■ **Document passage**
####################
# Hollow Vessel Project



## Slip (Jul 25, 2006)

Here is first try at a hollow vase using the Jamieson system.

It wasn't as easy as Lyle Jamieson shows it being done on the video, but I'm sure it will get easier. This vase is just a little over 8" tall. Just a couple of inches larger than the ones I used to make without the Jamieson system. As I get better, I will give larger vessels a try. It was fun making however. It is soaking now in a solution before drying. It was very wet wood. I cut he tree back in October at my parents home on Toledo Bend and was told it was an Elm tree. Kept it in a garbage can to keep from drying out and stop checking. Will post more when it is finished and ready to sit in the curio cabinet. It does have some beautiful grain to it. A little thicker than I like to make, but will get thinner as I get better also. It has about a 3/16" wall thickness and like closer to 1/8" thick but just wasn't too sure for my first try. I still like it.


----------



## Bobby (May 21, 2004)

That looks great. I want to be able to make those!!!!!!


----------



## Hooked (Oct 15, 2004)

Very nice SK. Some beautiful grain there and I think it'll be just gorgeous when you put the finish on. Looking forward to seeing the finished vase!!


----------



## trodery (Sep 13, 2006)

Yep...looks real good!


----------



## 3192 (Dec 30, 2004)

NOW WE ARE TALKING!!!!

SK...way to go! It looks great and will finish out to a great project. The J-System really takes the 'pucker up time' out of that deep turning. You have the Cadillac tool there and will love it! I think Bill Berry has plans for a smaller version for the JET Mini's. Thanks for the update and pics!


----------



## 3192 (Dec 30, 2004)

Also.....how do you guys keep your shop so clean!!???? 8*)


----------



## Slip (Jul 25, 2006)

Yea galvbay. This is the 12" version of the mini. I am supposed to get the extension once they release it. Hadn't released the extension bed the last time I checked. It has a model number but still coudn't get one yet. Will have to build a new cabinet to set it on as is quite a bit longer than the old mini versions with or without the extensions. That is why I got the mini version of the stabilizer support.

I clean very often while turning. Can't stand to stand in the pile of wood chips. Guess I have a little OCD myself. Shop vac stays busy when I turn.


----------



## Hooked (Oct 15, 2004)

gb.......I think he did the turning outside and used his blower before rolling things back inside.........


----------



## Bobby (May 21, 2004)

I still got shavings from July in my shop floor.


----------



## Tortuga (May 21, 2004)

VERY nice, Slip....Love the grain...and I wanna see it after finish is applied too...

Man..that's a formidable looking piece of machinery...No excuses now...LOL


----------



## Profish00 (May 21, 2004)
####################
[A run of records]
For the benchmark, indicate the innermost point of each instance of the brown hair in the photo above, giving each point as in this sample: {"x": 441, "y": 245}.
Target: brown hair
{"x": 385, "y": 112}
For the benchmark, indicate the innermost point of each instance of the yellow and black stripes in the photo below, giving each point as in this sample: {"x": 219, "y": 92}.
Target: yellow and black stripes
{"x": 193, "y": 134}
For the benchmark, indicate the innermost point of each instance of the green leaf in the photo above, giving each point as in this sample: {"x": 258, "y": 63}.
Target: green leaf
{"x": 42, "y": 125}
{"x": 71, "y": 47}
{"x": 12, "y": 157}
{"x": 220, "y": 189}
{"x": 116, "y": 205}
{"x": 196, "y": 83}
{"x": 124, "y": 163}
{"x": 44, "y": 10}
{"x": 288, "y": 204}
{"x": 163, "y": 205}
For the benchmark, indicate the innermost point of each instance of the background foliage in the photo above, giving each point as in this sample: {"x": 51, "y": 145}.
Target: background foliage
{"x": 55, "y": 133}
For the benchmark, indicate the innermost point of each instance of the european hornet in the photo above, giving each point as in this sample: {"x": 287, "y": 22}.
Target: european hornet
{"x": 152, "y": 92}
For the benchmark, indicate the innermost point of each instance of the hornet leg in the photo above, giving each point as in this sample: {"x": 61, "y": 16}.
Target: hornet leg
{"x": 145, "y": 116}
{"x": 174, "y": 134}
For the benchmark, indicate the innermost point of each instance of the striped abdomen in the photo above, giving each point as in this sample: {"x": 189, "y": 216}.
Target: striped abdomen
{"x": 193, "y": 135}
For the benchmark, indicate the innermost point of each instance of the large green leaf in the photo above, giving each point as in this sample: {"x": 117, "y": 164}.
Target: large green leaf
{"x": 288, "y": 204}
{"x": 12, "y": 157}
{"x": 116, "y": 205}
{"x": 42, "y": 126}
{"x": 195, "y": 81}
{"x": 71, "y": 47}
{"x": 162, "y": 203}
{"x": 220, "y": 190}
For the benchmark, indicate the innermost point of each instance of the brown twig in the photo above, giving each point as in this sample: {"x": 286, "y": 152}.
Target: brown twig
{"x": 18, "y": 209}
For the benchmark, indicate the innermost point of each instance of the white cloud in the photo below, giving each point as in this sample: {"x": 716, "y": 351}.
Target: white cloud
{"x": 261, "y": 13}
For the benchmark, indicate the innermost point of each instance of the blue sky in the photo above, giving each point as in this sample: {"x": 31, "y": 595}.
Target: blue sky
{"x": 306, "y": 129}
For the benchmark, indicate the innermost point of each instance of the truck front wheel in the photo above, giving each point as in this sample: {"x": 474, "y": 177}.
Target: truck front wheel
####################
■ **Work to be completed**
Give each distinct username that appears as a post heading in the hollow vessel thread, listing each only once. These records come from a source unrelated to the hollow vessel thread.

■ **Written response**
Slip, Bobby, Hooked, trodery, 3192, Tortuga, Profish00